▸ **EXERCISE GOAL**
Reproduce the listing word for word. Skip any image.

───

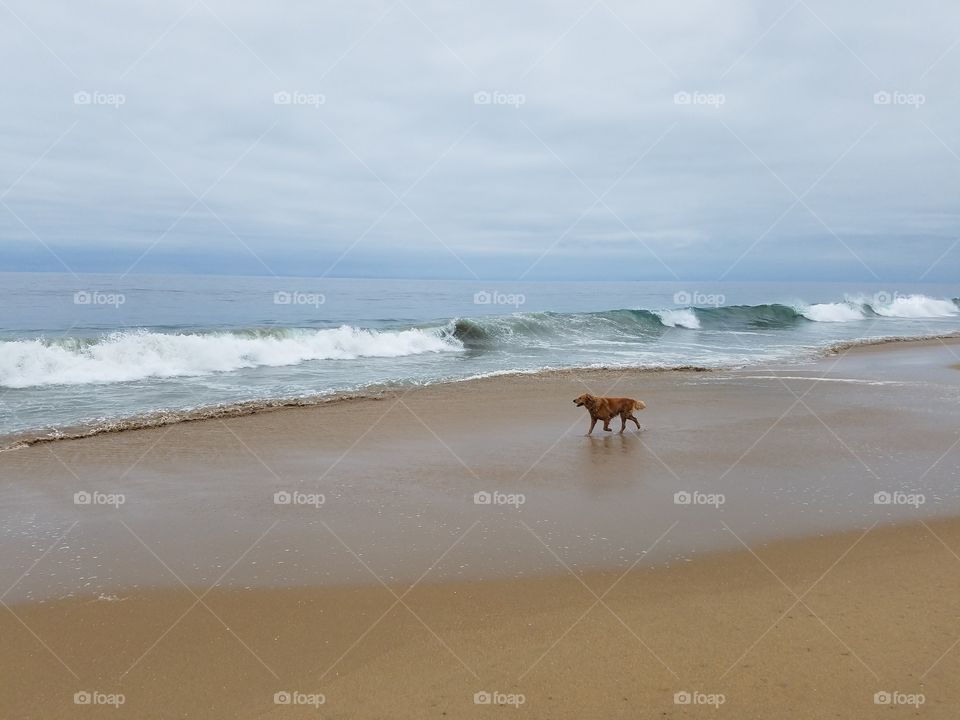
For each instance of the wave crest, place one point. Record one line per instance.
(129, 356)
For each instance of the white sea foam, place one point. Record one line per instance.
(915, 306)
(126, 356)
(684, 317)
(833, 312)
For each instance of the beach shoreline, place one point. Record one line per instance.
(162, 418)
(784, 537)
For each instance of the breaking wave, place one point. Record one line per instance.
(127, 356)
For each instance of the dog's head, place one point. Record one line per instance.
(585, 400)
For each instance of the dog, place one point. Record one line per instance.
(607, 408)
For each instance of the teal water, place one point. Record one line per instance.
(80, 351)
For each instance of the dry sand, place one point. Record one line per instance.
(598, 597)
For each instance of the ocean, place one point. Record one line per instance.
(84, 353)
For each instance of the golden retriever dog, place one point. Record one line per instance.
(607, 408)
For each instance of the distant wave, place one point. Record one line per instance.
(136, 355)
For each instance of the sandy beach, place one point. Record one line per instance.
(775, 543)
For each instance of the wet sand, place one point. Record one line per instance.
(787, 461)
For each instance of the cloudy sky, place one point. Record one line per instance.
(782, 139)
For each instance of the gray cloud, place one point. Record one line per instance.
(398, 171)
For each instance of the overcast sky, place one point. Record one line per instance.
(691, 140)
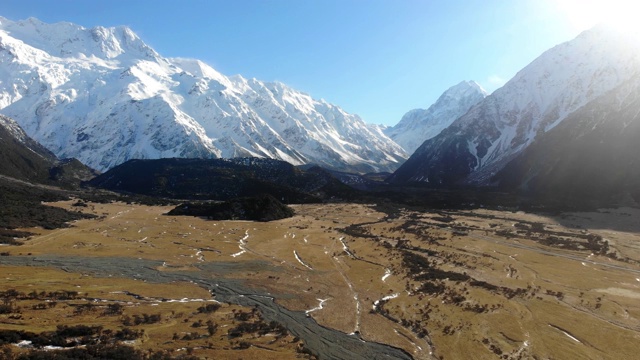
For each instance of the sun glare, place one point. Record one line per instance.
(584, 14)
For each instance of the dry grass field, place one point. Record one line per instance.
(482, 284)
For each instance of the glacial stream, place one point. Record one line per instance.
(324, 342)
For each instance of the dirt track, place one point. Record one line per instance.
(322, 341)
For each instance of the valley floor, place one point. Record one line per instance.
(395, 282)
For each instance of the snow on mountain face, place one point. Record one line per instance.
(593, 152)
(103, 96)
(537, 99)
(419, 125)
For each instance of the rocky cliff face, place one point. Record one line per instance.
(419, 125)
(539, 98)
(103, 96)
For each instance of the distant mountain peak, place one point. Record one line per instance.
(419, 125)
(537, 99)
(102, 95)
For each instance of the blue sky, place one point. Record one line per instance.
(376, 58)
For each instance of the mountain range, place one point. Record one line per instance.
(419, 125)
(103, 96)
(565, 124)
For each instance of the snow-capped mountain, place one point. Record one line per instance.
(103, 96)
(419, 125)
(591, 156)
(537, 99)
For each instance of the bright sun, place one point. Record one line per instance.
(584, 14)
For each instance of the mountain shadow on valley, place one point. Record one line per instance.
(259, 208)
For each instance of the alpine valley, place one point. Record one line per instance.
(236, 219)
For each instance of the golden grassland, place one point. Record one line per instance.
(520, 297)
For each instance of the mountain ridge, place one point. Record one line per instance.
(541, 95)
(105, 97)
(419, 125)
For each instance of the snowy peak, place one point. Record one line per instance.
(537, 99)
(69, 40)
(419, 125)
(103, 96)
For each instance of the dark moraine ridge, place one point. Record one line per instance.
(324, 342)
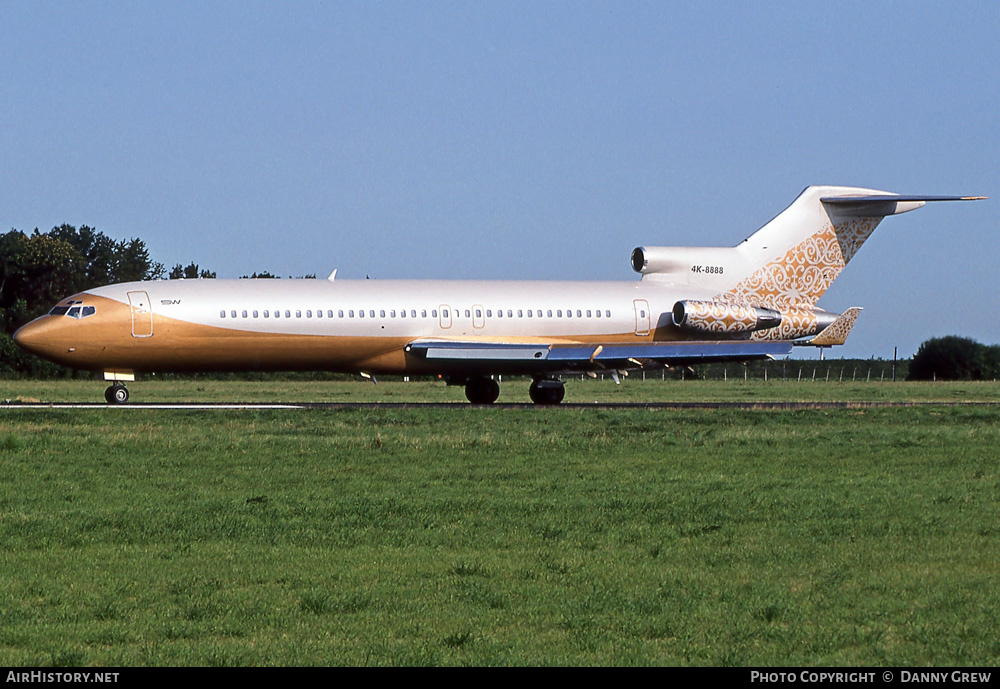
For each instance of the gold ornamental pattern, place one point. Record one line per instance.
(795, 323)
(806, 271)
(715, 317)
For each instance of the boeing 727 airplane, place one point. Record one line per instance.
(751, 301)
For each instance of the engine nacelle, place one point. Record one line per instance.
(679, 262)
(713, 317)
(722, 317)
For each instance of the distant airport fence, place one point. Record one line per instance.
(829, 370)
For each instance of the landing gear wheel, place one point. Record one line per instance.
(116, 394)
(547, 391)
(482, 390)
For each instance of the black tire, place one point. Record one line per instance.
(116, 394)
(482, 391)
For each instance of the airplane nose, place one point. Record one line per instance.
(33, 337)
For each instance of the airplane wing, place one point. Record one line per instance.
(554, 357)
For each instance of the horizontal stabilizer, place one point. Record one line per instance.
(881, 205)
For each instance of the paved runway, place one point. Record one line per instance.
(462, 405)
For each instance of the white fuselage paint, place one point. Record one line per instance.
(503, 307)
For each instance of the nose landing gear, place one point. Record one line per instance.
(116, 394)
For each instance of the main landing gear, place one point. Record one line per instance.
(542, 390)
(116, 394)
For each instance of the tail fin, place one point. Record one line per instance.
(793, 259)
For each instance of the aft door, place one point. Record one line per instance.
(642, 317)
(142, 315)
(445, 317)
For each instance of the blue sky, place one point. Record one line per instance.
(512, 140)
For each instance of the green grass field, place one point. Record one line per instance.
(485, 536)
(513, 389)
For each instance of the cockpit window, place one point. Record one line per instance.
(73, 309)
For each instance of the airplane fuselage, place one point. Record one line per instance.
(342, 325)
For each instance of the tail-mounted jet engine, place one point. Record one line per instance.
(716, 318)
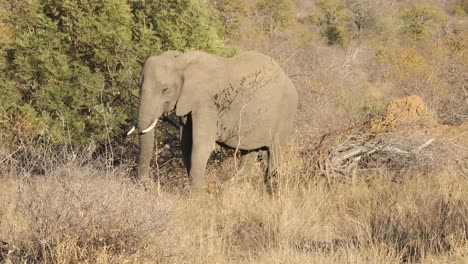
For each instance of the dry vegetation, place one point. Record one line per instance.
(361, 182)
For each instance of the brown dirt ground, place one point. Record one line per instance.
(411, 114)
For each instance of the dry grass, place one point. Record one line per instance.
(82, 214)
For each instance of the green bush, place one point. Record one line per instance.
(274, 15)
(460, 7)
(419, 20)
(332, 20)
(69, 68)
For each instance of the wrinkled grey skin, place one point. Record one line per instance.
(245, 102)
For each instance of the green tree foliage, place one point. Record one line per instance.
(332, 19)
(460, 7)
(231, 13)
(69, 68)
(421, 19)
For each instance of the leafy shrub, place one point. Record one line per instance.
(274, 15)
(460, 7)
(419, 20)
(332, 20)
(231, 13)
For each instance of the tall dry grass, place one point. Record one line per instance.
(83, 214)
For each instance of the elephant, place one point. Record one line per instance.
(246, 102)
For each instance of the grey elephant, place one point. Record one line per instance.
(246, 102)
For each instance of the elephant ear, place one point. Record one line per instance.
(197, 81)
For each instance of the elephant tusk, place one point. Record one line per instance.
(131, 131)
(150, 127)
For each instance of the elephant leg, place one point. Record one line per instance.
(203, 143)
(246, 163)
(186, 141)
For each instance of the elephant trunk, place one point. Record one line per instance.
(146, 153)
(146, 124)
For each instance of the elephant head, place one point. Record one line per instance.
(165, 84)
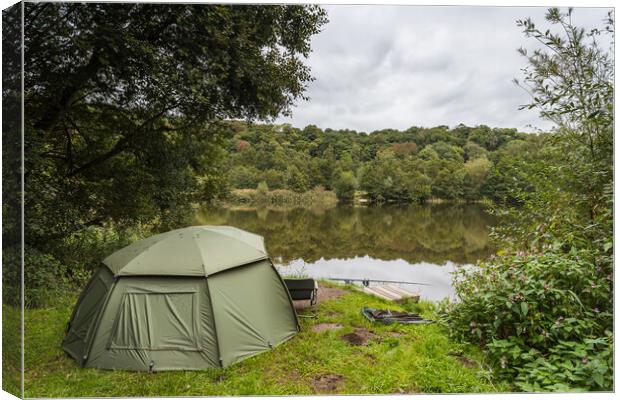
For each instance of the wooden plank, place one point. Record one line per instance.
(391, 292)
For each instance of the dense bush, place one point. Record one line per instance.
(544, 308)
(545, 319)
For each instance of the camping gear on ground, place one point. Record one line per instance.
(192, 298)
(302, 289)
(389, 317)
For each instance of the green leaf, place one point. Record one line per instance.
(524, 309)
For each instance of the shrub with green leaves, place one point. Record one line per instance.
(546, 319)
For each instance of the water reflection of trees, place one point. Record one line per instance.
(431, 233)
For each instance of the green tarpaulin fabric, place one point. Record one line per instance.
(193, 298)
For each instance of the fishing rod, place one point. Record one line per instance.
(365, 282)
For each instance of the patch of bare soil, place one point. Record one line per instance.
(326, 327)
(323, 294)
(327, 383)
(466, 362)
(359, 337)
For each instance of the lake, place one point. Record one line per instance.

───

▸ **WRITTEN SOLUTION**
For each instance of the wave crest, place one point. Record one line per instance.
(129, 356)
For each instance of the white sea foam, place one point. Record one line per instance.
(915, 306)
(126, 356)
(684, 317)
(833, 312)
For each instance of the beach shoreline, place one point. Record one line per instance.
(162, 418)
(784, 537)
For each instance of the breaking wave, place one point. Record one line per instance.
(127, 356)
For each instance of the dog's head, place one point. Record one line per instance.
(585, 400)
For each instance of the dog, place one point. Record one line per instance.
(607, 408)
For each instance of the teal water, place one point. Record one line per instance.
(80, 351)
For each instance of the dry sand, place one point. Record one line per instance.
(598, 597)
For each instance of the ocean, place one point. Record one line per instance.
(84, 353)
For each instance of the golden retriever dog, place one point. Record one line per instance.
(607, 408)
For each instance of the distant wave, place one point. Record one line per instance.
(136, 355)
For each instance of the sandy beach, place one point. Record one line per instance.
(775, 543)
For each instance of the wet sand, place one point. Record one line per instance.
(787, 461)
For each instance of the cloudy sky, place one point. Record one line per instance.
(782, 139)
For each instance of the gray cloud, place one point. Record one line per instance.
(398, 171)
For each instance of the overcast sky, place one point. Record one line per instance.
(691, 140)
For each instance of the sun glare, place one point. Record one line per instance.
(584, 14)
For each instance of the dry grass field, place one point. Record one line per instance.
(482, 284)
For each instance of the glacial stream, place one point. Record one line per instance.
(324, 342)
For each instance of the dirt track, place one point. Record one line per instance.
(322, 341)
For each instance of the valley floor, place one point. Record one line per instance.
(395, 282)
For each instance of the snow on mountain face, place one point. Record one line per instance.
(593, 152)
(103, 96)
(537, 99)
(419, 125)
For each instance of the rocky cliff face, place one point. Record one line per instance.
(419, 125)
(539, 98)
(103, 96)
For each instance of the distant mountain peak, place one point. Record one line per instance.
(419, 125)
(537, 99)
(102, 95)
For each instance of the blue sky, place one point. Record one line per instance.
(376, 58)
For each instance of the mountain range, place one point. Record one line per instance.
(419, 125)
(103, 96)
(565, 124)
For each instance of the snow-capped mountain, place one point. Record one line per instance.
(103, 96)
(419, 125)
(591, 156)
(537, 99)
For each instance of the bright sun, place one point. Record one line per instance.
(584, 14)
For each instance of the mountain shadow on valley, place one point. Record one line per instance.
(259, 208)
For each instance of the alpine valley, place one point. Record one line per instance.
(236, 219)
For each instance of the golden grassland, place one point. Record one line per instance.
(520, 297)
For each instance of the mountain ridge, place one point. Record one line per instance.
(541, 95)
(105, 97)
(419, 125)
For each instance of the snowy peak, place one point. Record one line per instance.
(537, 99)
(69, 40)
(419, 125)
(103, 96)
For each instance of the dark moraine ridge, place one point. Record one line per instance.
(324, 342)
For each instance of the gold ornamental pattern, place one point. Record one line per instance.
(795, 323)
(806, 271)
(715, 317)
For each instance of the boeing 727 airplane, place one point. Record one line per instance.
(751, 301)
For each instance of the engine nacelle, place one point. Record one line per instance.
(679, 262)
(713, 317)
(722, 317)
For each instance of the distant airport fence, place one point. Record one line per instance.
(829, 370)
For each instance of the landing gear wheel, place one point. Record one line per instance.
(116, 394)
(547, 391)
(482, 390)
For each instance of the black tire, place one point. Record one line per instance.
(116, 394)
(482, 391)
For each instance of the airplane nose, place one point. Record one line per instance.
(33, 337)
For each instance of the airplane wing, place one point. Record one line per instance.
(554, 357)
For each instance of the horizontal stabilizer, place one point. Record one line per instance.
(881, 205)
For each instance of the paved runway, place one point. Record one line per instance.
(462, 405)
For each instance of the white fuselage paint, place one point. Record one line per instance.
(503, 307)
For each instance of the nose landing gear, place one point. Record one line per instance.
(116, 394)
For each instance of the main landing gear, place one point. Record one line per instance.
(542, 390)
(116, 394)
For each instance of the tail fin, place one point. Record one line per instance.
(793, 259)
For each instance of the aft door, place one point. Record one line per instance.
(642, 317)
(142, 315)
(445, 317)
For each instance of the blue sky, place one point. Record one line per instance.
(512, 140)
For each instance of the green grass field, place one point. Record one line per instance.
(485, 536)
(513, 389)
For each instance of the cockpit window, place one point. Record one line per instance.
(73, 309)
For each instance of the airplane fuselage, place one point. Record one line per instance.
(342, 325)
For each instance of the tail-mounted jet engine, place one point. Record one line per instance.
(716, 318)
For each instance of the dry vegetation, place one point. Record one line per instance.
(361, 182)
For each instance of the brown dirt ground, place one point. Record one line per instance.
(411, 114)
For each instance of the dry grass, place one point. Record one line per instance.
(82, 214)
For each instance of the green bush, place one point. Record one line per instance.
(274, 15)
(460, 7)
(419, 20)
(332, 20)
(69, 68)
For each instance of the wrinkled grey skin, place one point. Record one line per instance.
(245, 102)
For each instance of the green tree foliage, place one point. Record one line per instance.
(332, 19)
(460, 7)
(231, 13)
(69, 68)
(421, 19)
For each instance of the leafy shrub, place one point. Record one line per instance.
(274, 15)
(460, 7)
(419, 20)
(332, 20)
(231, 13)
For each instance of the tall dry grass, place one point. Record one line per instance.
(83, 214)
For each instance of the elephant, place one point. Record one line per instance.
(246, 102)
For each instance of the grey elephant, place one point. Record one line per instance.
(246, 102)
For each instance of the elephant ear, place one point. Record one line per instance.
(197, 81)
For each instance of the elephant tusk, place one point. Record one line per instance.
(131, 131)
(150, 127)
For each instance of the elephant leg, place one point. Record one line per instance.
(203, 143)
(246, 163)
(186, 141)
For each instance of the elephant trunk, place one point. Record one line per instance.
(146, 153)
(146, 124)
For each instance of the elephant head, place one point. Record one line per instance.
(165, 84)
For each instance of the wooden plank, place one point. Record one line per instance.
(391, 292)
For each instance of the dense bush, place one point. Record one line per instance.
(544, 308)
(545, 319)
For each instance of the camping gear on ground, place one point. Record one line per instance.
(192, 298)
(302, 289)
(389, 317)
For each instance of the green leaf, place one point. Record one line per instance.
(524, 309)
For each instance of the shrub with green leaves, place one point. Record one line per instance.
(546, 319)
For each instance of the water reflection of trees, place one point. Record one line per instance.
(431, 233)
For each instance of the green tarpaulin fabric, place one point. Record one line per instance.
(193, 298)
For each instance of the fishing rod, place one point. Record one line per instance.
(365, 282)
For each instance of the patch of bare soil, place one point. Record one line per instance.
(326, 327)
(323, 294)
(327, 383)
(466, 362)
(359, 337)
For each instance of the lake, place one point. Record one line per instance.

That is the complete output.